Przepisz dokładnie wiersze materiału od wiersza zawierającego „For the benchmark, spot each instance of the metal” aż po wiersz zawierający „For the benchmark, spot each instance of the ceiling”, oba włącznie, i nie podawaj niczego poza nimi.
### Podane informacje
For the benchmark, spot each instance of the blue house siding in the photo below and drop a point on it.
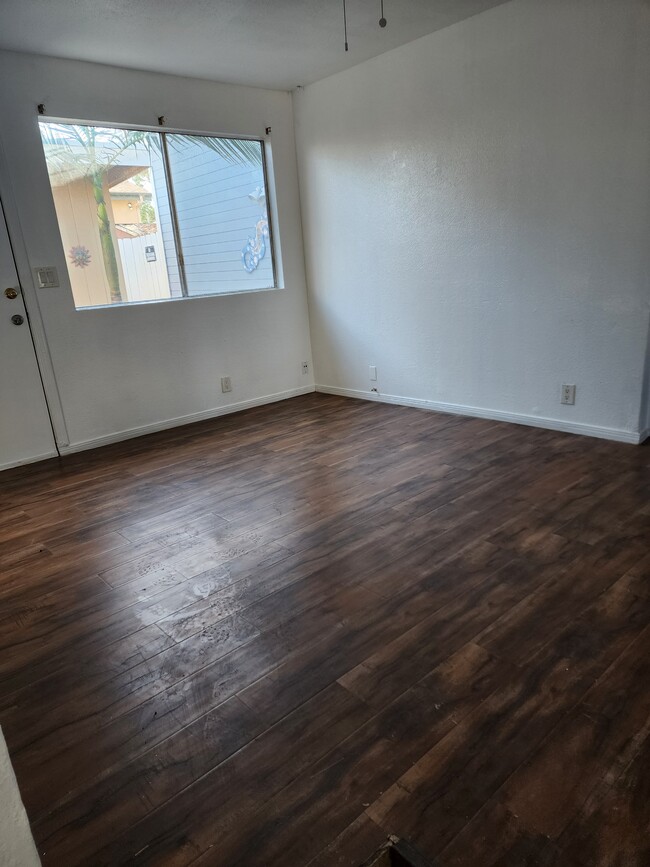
######
### Podane informacje
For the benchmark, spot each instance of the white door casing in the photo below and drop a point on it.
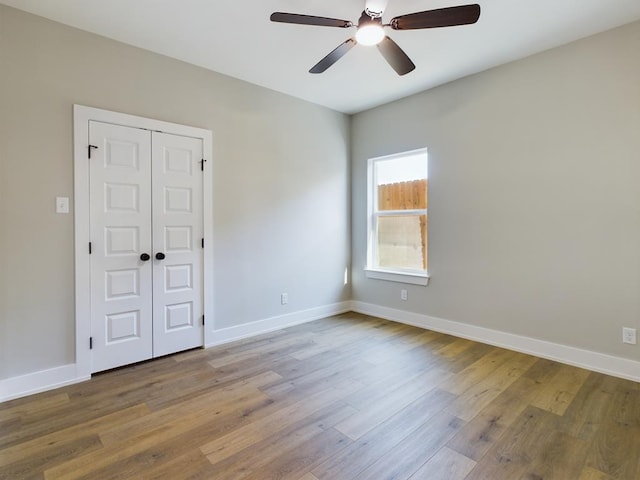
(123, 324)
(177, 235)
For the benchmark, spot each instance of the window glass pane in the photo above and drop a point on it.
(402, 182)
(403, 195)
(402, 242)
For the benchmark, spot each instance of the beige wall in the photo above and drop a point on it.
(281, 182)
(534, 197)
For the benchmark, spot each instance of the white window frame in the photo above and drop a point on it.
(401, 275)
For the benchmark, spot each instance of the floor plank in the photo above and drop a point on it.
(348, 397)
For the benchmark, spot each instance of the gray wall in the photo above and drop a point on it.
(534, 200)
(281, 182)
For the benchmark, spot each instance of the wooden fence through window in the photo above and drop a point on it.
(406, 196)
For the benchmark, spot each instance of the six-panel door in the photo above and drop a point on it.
######
### Podane informacje
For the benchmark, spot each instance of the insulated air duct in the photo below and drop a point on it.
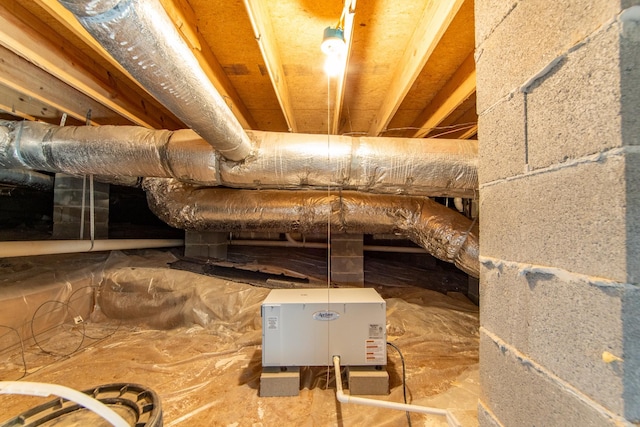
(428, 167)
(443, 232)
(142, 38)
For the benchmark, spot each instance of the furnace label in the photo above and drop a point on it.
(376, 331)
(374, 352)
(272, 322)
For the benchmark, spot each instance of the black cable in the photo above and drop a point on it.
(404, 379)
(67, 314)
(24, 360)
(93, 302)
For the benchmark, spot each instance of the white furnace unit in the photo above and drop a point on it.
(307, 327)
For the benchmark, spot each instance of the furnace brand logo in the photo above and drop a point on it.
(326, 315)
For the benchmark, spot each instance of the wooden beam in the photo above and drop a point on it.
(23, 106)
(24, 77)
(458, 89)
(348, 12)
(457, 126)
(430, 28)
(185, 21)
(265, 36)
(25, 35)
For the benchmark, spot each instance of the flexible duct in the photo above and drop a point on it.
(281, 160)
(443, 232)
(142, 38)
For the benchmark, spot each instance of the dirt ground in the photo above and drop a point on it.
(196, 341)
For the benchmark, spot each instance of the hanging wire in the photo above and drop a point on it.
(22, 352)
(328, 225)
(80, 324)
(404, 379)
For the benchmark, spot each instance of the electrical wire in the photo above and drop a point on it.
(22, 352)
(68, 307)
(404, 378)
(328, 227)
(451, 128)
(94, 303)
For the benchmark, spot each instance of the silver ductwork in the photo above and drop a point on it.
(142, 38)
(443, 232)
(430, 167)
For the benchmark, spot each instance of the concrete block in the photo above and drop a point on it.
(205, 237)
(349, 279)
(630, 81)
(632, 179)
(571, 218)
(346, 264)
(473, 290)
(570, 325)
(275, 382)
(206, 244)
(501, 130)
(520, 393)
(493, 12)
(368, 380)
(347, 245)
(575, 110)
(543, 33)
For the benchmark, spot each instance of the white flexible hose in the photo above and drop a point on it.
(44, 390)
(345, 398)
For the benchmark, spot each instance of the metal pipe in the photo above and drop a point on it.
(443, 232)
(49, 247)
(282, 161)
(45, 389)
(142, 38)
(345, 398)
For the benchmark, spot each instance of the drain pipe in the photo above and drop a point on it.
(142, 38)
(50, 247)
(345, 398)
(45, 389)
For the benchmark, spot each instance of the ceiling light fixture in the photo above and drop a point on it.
######
Rozwiązanie zadania:
For the benchmark, spot each instance of the metal pipe in the photo above and drop a point on it.
(443, 232)
(49, 247)
(282, 161)
(45, 389)
(142, 38)
(345, 398)
For the benchmark, spot each instance of the drain pipe in the photo above and drop a point on it.
(142, 38)
(50, 247)
(345, 398)
(45, 389)
For the benchmark, spot each instance of the ceiling light fixture in the photo above and drop a point on it.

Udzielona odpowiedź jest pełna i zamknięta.